■ Text excerpt ■
◇ ◇ ◇ ◇ ◇
My own experience with medical rudeness is not uncommon, according to Dr. Lyle Fettig, who conducted a survey of patients at a teaching hospital affiliated with Yale University School of Medicine. His study included hospitalized patients as well as physicians of various levels of training (intern, resident, and attending). Patients were interviewed on the day of hospital discharge, and the physicians were interviewed towards the end of their inpatient month.
His key findings:
- Only 18% of patients knew the name of the physician in charge of their care (but most physicians assumed that all patients knew)
- 43% of patients could not state their reason for their admission (but most physicians assumed their patients understood diagnoses “at least somewhat well“)
- 90% of patients reported not being told about any adverse side effects of new medications
- Physicians were more likely to report that they occasionally spoke in front of patients without including them in the conversation
- 58% of patients described physician explanations as “incomprehensible”
◇ ◇ ◇ ◇ ◇
■ Exercises ■
a. According to the excerpt about the hospital patient survey, what percentage of patients knew the name of the physician in charge of their care?
b. Continue the excerpt about the hospital patient survey from the point where it stops.
◇ ◇ ◇ ◇ ◇
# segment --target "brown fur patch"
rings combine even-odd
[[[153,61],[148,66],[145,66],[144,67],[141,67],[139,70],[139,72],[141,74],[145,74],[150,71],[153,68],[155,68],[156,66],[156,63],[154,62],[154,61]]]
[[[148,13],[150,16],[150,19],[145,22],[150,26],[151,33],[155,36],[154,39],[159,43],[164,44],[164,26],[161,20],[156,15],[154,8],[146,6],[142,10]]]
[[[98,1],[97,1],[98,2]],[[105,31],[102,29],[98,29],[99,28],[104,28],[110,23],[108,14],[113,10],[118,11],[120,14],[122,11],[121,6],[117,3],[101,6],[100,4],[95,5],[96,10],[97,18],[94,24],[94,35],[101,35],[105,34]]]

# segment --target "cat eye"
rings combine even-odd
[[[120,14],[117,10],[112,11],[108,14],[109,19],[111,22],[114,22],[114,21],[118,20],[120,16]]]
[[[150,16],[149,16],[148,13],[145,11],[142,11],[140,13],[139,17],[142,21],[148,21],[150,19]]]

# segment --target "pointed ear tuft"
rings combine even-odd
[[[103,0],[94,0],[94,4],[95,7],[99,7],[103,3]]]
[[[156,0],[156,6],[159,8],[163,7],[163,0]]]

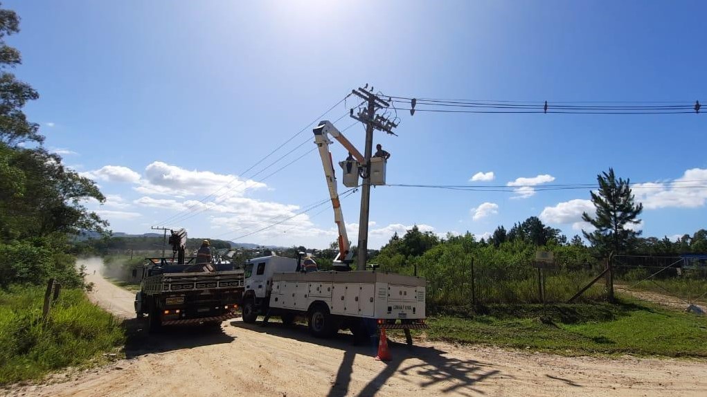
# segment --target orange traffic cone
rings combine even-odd
[[[379,361],[390,361],[390,351],[388,350],[388,338],[385,337],[385,328],[380,328],[380,341],[378,343],[378,354],[375,360]]]

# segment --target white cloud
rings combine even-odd
[[[111,182],[132,182],[140,180],[140,174],[122,165],[106,165],[98,170],[81,172],[81,175],[92,179]]]
[[[130,203],[120,196],[119,194],[106,194],[103,205],[114,208],[125,209],[130,208]]]
[[[576,198],[558,203],[554,207],[545,207],[540,213],[540,220],[546,223],[572,224],[574,230],[590,232],[594,227],[588,222],[582,220],[584,213],[594,216],[596,213],[594,204],[591,200]]]
[[[161,161],[145,168],[145,178],[135,190],[145,194],[165,194],[179,197],[214,194],[220,203],[230,197],[243,195],[247,189],[262,189],[267,185],[235,175],[211,171],[189,170]]]
[[[672,182],[634,184],[631,187],[636,201],[647,210],[701,207],[707,202],[707,169],[688,170]]]
[[[484,241],[489,241],[489,239],[490,239],[493,235],[493,234],[491,233],[491,232],[485,232],[484,234],[478,236],[474,235],[474,237],[476,239],[477,241],[481,241],[481,239],[484,239]]]
[[[493,171],[489,171],[488,172],[477,172],[476,174],[474,174],[474,176],[472,177],[472,179],[469,179],[469,182],[480,181],[480,182],[489,182],[489,181],[493,181],[495,177],[496,177],[496,176],[493,175]]]
[[[672,242],[679,242],[680,239],[682,238],[682,236],[683,235],[673,235],[672,236],[669,236],[668,238],[670,239],[670,241]]]
[[[487,216],[498,213],[498,204],[488,202],[482,203],[478,207],[472,208],[472,213],[473,213],[472,218],[474,220],[479,220]]]
[[[377,235],[390,237],[395,232],[397,232],[399,235],[402,236],[408,230],[412,229],[413,226],[414,226],[414,225],[405,225],[402,223],[391,223],[384,227],[370,229],[368,230],[368,234],[374,236]],[[422,232],[435,231],[435,228],[429,225],[418,225],[417,228]]]
[[[135,219],[136,218],[140,218],[142,214],[136,212],[129,212],[129,211],[114,211],[110,210],[98,210],[93,211],[98,214],[99,216],[109,221],[111,219]]]
[[[64,156],[64,155],[78,155],[78,153],[77,153],[76,152],[74,152],[74,150],[70,150],[69,149],[62,148],[53,148],[50,151],[52,153],[55,153],[55,154],[57,154],[59,155],[62,155],[62,156]]]
[[[133,202],[144,207],[154,207],[157,208],[175,210],[177,211],[181,211],[187,208],[187,206],[185,206],[183,203],[176,200],[170,200],[168,198],[153,198],[152,197],[144,196],[141,197]]]
[[[507,183],[506,186],[518,186],[518,189],[513,189],[517,196],[512,197],[512,198],[527,198],[535,194],[535,189],[532,186],[551,182],[554,180],[555,180],[554,177],[544,174],[532,178],[517,178],[515,181]]]

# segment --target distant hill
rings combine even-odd
[[[86,241],[87,239],[100,239],[101,237],[102,236],[101,236],[100,233],[97,233],[95,232],[85,231],[85,232],[83,232],[81,235],[77,236],[76,237],[76,239],[78,239],[78,241]],[[169,237],[168,234],[168,237]],[[146,239],[146,238],[153,239],[153,238],[156,238],[156,237],[158,237],[160,239],[159,242],[152,242],[153,244],[159,243],[159,244],[161,244],[161,243],[162,243],[162,239],[161,239],[163,237],[164,237],[164,234],[163,234],[163,233],[151,233],[151,233],[143,233],[141,235],[131,235],[131,234],[129,234],[129,233],[125,233],[124,232],[113,232],[113,236],[112,236],[113,239]],[[204,238],[209,238],[209,237],[192,237],[190,236],[189,237],[189,242],[191,243],[191,244],[194,244],[194,242],[195,240],[202,240]],[[228,243],[233,248],[244,248],[245,249],[257,249],[257,248],[264,247],[264,248],[267,248],[268,249],[281,250],[281,249],[286,249],[288,248],[288,247],[280,247],[280,246],[277,246],[277,245],[260,245],[260,244],[252,244],[252,243],[250,243],[250,242],[232,242],[232,241],[223,241],[223,240],[218,240],[218,239],[214,239],[214,240],[212,240],[212,243],[217,242],[223,242]],[[134,246],[134,245],[135,245],[135,243],[136,242],[132,242],[132,244],[130,244],[129,245]],[[120,244],[120,245],[122,245],[122,244]],[[145,248],[147,248],[147,247],[146,247]]]

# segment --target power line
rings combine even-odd
[[[294,139],[295,138],[296,138],[297,136],[298,136],[299,135],[300,135],[303,132],[304,132],[305,131],[306,131],[307,129],[308,129],[309,127],[310,127],[312,124],[314,124],[315,123],[319,122],[322,117],[324,117],[325,116],[326,116],[329,112],[331,112],[332,110],[333,110],[334,108],[336,108],[337,106],[339,106],[339,105],[341,105],[342,102],[345,102],[346,100],[349,97],[350,97],[351,95],[351,93],[346,95],[341,100],[339,100],[336,104],[334,104],[333,106],[332,106],[331,107],[329,107],[329,109],[327,109],[324,113],[322,113],[322,114],[320,114],[320,116],[318,116],[316,119],[315,119],[314,120],[312,120],[312,122],[310,122],[308,124],[307,124],[306,126],[305,126],[302,129],[300,129],[300,131],[297,131],[294,135],[293,135],[292,136],[291,136],[290,138],[288,138],[287,140],[286,140],[284,142],[283,142],[282,143],[281,143],[280,146],[279,146],[276,148],[275,148],[274,149],[273,149],[273,150],[271,151],[269,153],[268,153],[267,155],[265,155],[265,157],[263,157],[259,160],[257,161],[255,164],[253,164],[252,165],[251,165],[250,167],[249,167],[248,168],[247,168],[245,170],[244,170],[244,171],[241,172],[240,173],[238,174],[238,175],[244,176],[246,173],[247,173],[249,171],[250,171],[251,170],[252,170],[253,168],[255,168],[255,167],[257,167],[259,164],[260,164],[263,161],[265,161],[265,160],[267,160],[271,155],[272,155],[276,152],[277,152],[279,150],[280,150],[283,146],[284,146],[287,143],[290,143],[293,139]],[[341,117],[339,117],[339,119],[341,119],[341,118],[343,118],[345,116],[346,116],[346,114],[344,116],[342,116]],[[210,197],[214,196],[214,194],[218,193],[222,189],[223,189],[224,188],[226,188],[228,185],[229,183],[230,183],[231,182],[233,182],[233,179],[236,179],[237,177],[238,177],[237,175],[232,175],[231,177],[230,178],[230,180],[228,182],[226,182],[226,184],[224,184],[223,186],[222,186],[221,187],[218,188],[216,191],[214,191],[210,193],[209,194],[206,195],[206,196],[204,196],[203,198],[201,198],[201,200],[199,200],[197,203],[193,203],[192,205],[189,206],[187,208],[185,208],[184,210],[182,210],[181,211],[178,212],[177,213],[174,214],[174,215],[173,215],[167,218],[166,219],[163,220],[163,221],[161,221],[161,222],[160,222],[158,223],[159,224],[165,224],[165,223],[167,223],[168,222],[173,222],[174,219],[175,219],[176,218],[178,218],[179,216],[180,216],[180,214],[182,213],[188,213],[188,212],[189,212],[192,208],[193,208],[196,206],[198,206],[199,203],[204,203],[205,201],[208,200]]]
[[[692,181],[699,182],[705,184],[684,184],[667,186],[631,186],[631,190],[662,190],[665,189],[707,189],[707,180]],[[647,183],[647,182],[643,182]],[[532,188],[535,191],[548,191],[554,190],[582,190],[585,189],[598,189],[597,184],[524,184],[524,185],[440,185],[440,184],[385,184],[386,186],[390,187],[407,187],[421,189],[438,189],[444,190],[456,190],[463,191],[496,191],[518,193],[518,189],[520,188]]]
[[[412,98],[388,96],[389,102],[409,104],[411,114],[414,112],[440,113],[554,113],[570,114],[673,114],[699,113],[699,101],[510,101],[480,100],[447,100],[434,98]],[[612,105],[622,103],[621,105]],[[625,104],[631,105],[625,105]],[[641,105],[636,105],[641,104]],[[450,108],[457,108],[456,109]]]
[[[342,199],[343,199],[343,198],[345,198],[348,197],[348,196],[349,196],[349,195],[352,194],[354,193],[354,190],[355,190],[356,189],[356,187],[354,187],[354,188],[351,188],[351,189],[349,189],[349,190],[347,190],[347,191],[344,191],[344,193],[342,194],[342,196],[344,196],[344,195],[345,195],[345,196],[344,196],[343,197],[341,197],[341,198],[342,198]],[[236,242],[236,241],[238,241],[238,240],[240,240],[240,239],[243,239],[243,238],[245,238],[245,237],[248,237],[248,236],[251,236],[251,235],[255,235],[255,234],[256,234],[256,233],[259,233],[260,232],[262,232],[262,231],[264,231],[264,230],[268,230],[268,229],[270,229],[270,228],[271,228],[271,227],[274,227],[275,226],[277,226],[278,225],[281,225],[281,224],[282,224],[282,223],[285,223],[285,222],[287,222],[288,220],[291,220],[291,219],[292,219],[292,218],[296,218],[296,217],[297,217],[297,216],[299,216],[299,215],[302,215],[302,214],[303,214],[303,213],[307,213],[307,212],[309,212],[309,211],[312,211],[312,210],[313,210],[313,209],[315,209],[315,208],[319,208],[319,207],[320,207],[320,206],[323,206],[323,205],[325,205],[325,204],[327,203],[328,203],[329,201],[331,201],[331,198],[325,198],[325,199],[322,200],[322,201],[320,201],[320,203],[317,203],[316,205],[315,205],[315,206],[312,206],[312,207],[310,207],[310,208],[308,208],[308,209],[307,209],[307,210],[305,210],[305,211],[300,211],[300,212],[298,212],[298,213],[296,213],[295,215],[293,215],[292,216],[289,216],[289,217],[288,217],[288,218],[285,218],[285,219],[283,219],[282,220],[280,220],[280,221],[279,221],[279,222],[276,222],[275,223],[273,223],[273,224],[271,224],[271,225],[267,225],[267,226],[265,226],[265,227],[261,227],[260,229],[258,229],[257,230],[255,230],[255,231],[254,231],[254,232],[250,232],[250,233],[246,233],[246,234],[245,234],[245,235],[241,235],[241,236],[239,236],[239,237],[236,237],[236,238],[234,238],[234,239],[233,239],[233,241],[234,241],[234,242]]]
[[[344,116],[346,116],[347,114],[349,114],[348,112],[346,114],[344,114]],[[339,119],[337,119],[337,121],[339,121],[339,120],[341,120],[343,118],[344,118],[344,117],[342,116],[341,117],[339,117]],[[341,131],[341,132],[346,131],[346,130],[348,130],[349,129],[351,128],[352,126],[356,125],[357,124],[358,124],[358,123],[354,122],[354,123],[350,124],[349,126],[344,128],[344,129],[342,129]],[[285,155],[284,155],[282,157],[281,157],[279,159],[278,159],[278,160],[275,160],[274,162],[271,162],[270,165],[269,165],[268,166],[265,167],[265,168],[263,168],[262,170],[261,170],[260,171],[259,171],[256,174],[252,175],[250,177],[252,178],[253,177],[255,177],[255,176],[259,174],[261,172],[262,172],[265,170],[269,168],[271,166],[272,166],[274,164],[279,162],[281,160],[282,160],[286,156],[287,156],[288,155],[289,155],[290,153],[291,153],[292,152],[293,152],[295,150],[299,148],[303,145],[304,145],[305,143],[307,143],[308,142],[310,142],[310,139],[308,138],[307,140],[305,140],[304,142],[303,142],[303,143],[300,143],[299,145],[298,145],[297,147],[296,147],[294,149],[290,150],[289,152],[288,152],[287,153],[286,153]],[[260,183],[260,182],[262,182],[265,181],[266,179],[267,179],[270,177],[274,175],[275,174],[277,174],[278,172],[279,172],[280,171],[282,171],[285,168],[287,168],[288,167],[289,167],[290,165],[291,165],[292,164],[293,164],[295,162],[296,162],[296,161],[302,159],[303,158],[304,158],[307,155],[311,153],[312,152],[313,152],[313,151],[315,151],[316,150],[317,150],[316,147],[312,148],[311,150],[308,150],[306,153],[302,154],[301,155],[300,155],[297,158],[295,158],[292,161],[291,161],[291,162],[288,162],[287,164],[283,165],[282,167],[278,168],[277,170],[276,170],[273,172],[271,172],[271,173],[269,174],[268,175],[267,175],[267,176],[265,176],[265,177],[264,177],[258,179],[257,181],[255,181],[255,184],[258,184],[258,183]],[[243,184],[243,183],[245,183],[245,184],[247,185],[247,182],[248,182],[248,181],[241,181],[241,184]],[[226,192],[224,192],[224,193],[221,194],[221,195],[219,195],[219,196],[216,196],[216,198],[214,198],[214,204],[216,204],[216,202],[220,198],[221,198],[222,197],[224,197],[226,194],[228,194],[228,193],[230,193],[231,191],[233,191],[236,187],[238,187],[238,186],[240,186],[240,185],[232,186],[230,189],[229,189]],[[253,185],[251,185],[251,186],[255,186],[255,184]],[[245,191],[245,190],[247,190],[248,188],[249,188],[249,186],[246,186],[245,189],[243,189],[243,191]],[[198,205],[198,204],[196,204],[196,205]],[[192,213],[185,213],[185,214],[183,214],[182,215],[180,216],[180,217],[177,217],[175,219],[173,219],[172,220],[172,222],[173,223],[184,222],[185,220],[187,220],[188,219],[191,219],[191,218],[194,218],[194,216],[196,216],[196,215],[199,215],[200,213],[204,213],[205,211],[209,211],[210,209],[211,209],[211,208],[206,206],[206,207],[204,207],[202,208],[198,208],[198,209],[192,211]]]

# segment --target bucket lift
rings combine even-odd
[[[348,271],[350,270],[349,264],[351,263],[354,252],[351,250],[351,243],[349,242],[346,224],[344,223],[344,213],[341,212],[341,205],[339,200],[337,177],[334,170],[332,153],[329,149],[329,146],[332,141],[329,139],[329,136],[338,141],[351,155],[346,160],[339,162],[344,172],[344,186],[346,187],[358,186],[359,177],[362,176],[362,174],[365,175],[365,172],[369,171],[366,170],[366,160],[363,155],[331,122],[326,120],[321,122],[312,131],[315,143],[319,148],[319,155],[322,158],[324,175],[327,179],[329,194],[334,206],[334,221],[339,229],[339,254],[334,259],[334,269]],[[385,184],[385,159],[382,158],[370,159],[370,172],[372,185]]]

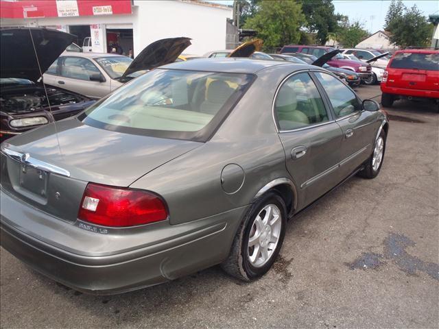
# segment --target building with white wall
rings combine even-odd
[[[117,36],[124,53],[132,47],[134,56],[158,39],[178,36],[192,38],[185,53],[224,49],[227,19],[233,17],[231,7],[195,0],[23,0],[0,5],[2,28],[56,28],[78,35],[80,43],[91,36],[96,52],[108,52]]]

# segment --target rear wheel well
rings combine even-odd
[[[270,191],[274,191],[277,192],[281,197],[283,199],[287,207],[287,214],[289,215],[292,210],[294,210],[294,195],[291,190],[291,186],[287,184],[281,184],[274,186]]]
[[[389,124],[388,123],[384,123],[383,130],[385,132],[385,136],[387,137],[387,133],[389,132]]]

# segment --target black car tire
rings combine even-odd
[[[378,141],[379,137],[382,138],[383,141],[383,156],[381,160],[381,162],[378,168],[376,170],[374,170],[373,169],[374,153],[372,152],[370,157],[367,160],[367,161],[364,164],[364,169],[361,171],[359,171],[358,173],[358,175],[360,177],[362,177],[363,178],[367,178],[369,180],[375,178],[378,175],[378,174],[379,173],[379,171],[381,169],[381,167],[383,167],[383,162],[384,162],[384,154],[385,154],[385,143],[386,143],[385,132],[384,130],[381,130],[381,132],[379,133],[379,136],[377,138],[377,141],[375,141],[375,144],[374,145],[374,151],[375,149],[375,146],[377,145],[377,142]]]
[[[386,94],[383,93],[381,95],[381,105],[385,108],[390,108],[393,104],[394,97],[392,94]]]
[[[268,205],[274,204],[280,210],[281,232],[277,245],[265,264],[255,267],[248,256],[250,230],[257,216]],[[287,210],[283,199],[276,192],[269,191],[262,195],[250,207],[237,232],[228,257],[222,264],[222,269],[229,275],[244,281],[251,281],[263,276],[271,268],[281,250],[287,226]]]
[[[372,76],[369,79],[366,79],[364,81],[364,84],[367,86],[373,86],[377,83],[377,75],[372,72]]]

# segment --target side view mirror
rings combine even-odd
[[[379,104],[372,99],[364,99],[363,101],[363,110],[369,112],[376,112],[379,110]]]
[[[93,73],[90,75],[90,81],[97,81],[97,82],[105,82],[105,77],[101,73]]]

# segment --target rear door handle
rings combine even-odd
[[[305,146],[298,146],[291,150],[291,157],[293,160],[302,158],[307,153],[307,148]]]
[[[348,138],[349,137],[351,137],[352,135],[354,134],[354,131],[352,129],[348,129],[346,132],[344,133],[344,136],[346,136],[346,138]]]

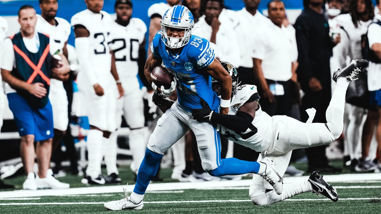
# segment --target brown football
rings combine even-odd
[[[162,65],[156,66],[151,71],[151,78],[156,86],[160,88],[162,86],[168,89],[171,83],[173,81],[173,76]]]
[[[50,67],[53,69],[62,67],[62,65],[59,63],[59,62],[62,62],[61,56],[56,54],[52,55],[50,58]]]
◇ ◇ ◇ ◇ ◇
■ Answers provided ■
a. Only 18% of patients knew it.

b.
- Over half of patients reported having anxiety or fears while hospitalized, and of those, a majority indicated that a physician never discussed these fears (yet only 2% of physicians reported never discussing patient fears)
Dr. Michael W. Kahn wrote about the need for doctors to smarten up their interpersonal skills for The New England Journal of Medicine. (1)
“Patients ideally deserve to have a compassionate doctor, but might they be satisfied with one who is simply well-behaved?
“When I hear patients complain about doctors, their criticism often has nothing to do with not feeling understood or empathized with. Instead, they object that ‘he just stared at his computer screen’ or ‘she never smiles’ or ‘I had no idea who I was talking to’.
“I believe that medical education and postgraduate training should place more emphasis on this aspect of the doctor–patient relationship — what I would call ‘etiquette-based medicine.’
“There have been many attempts to foster empathy, curiosity, and compassion in clinicians, but none that I know of to systematically teach good manners. The very notion of good manners may seem quaint or anachronistic, but it is at the heart of the mission of other service-related professions.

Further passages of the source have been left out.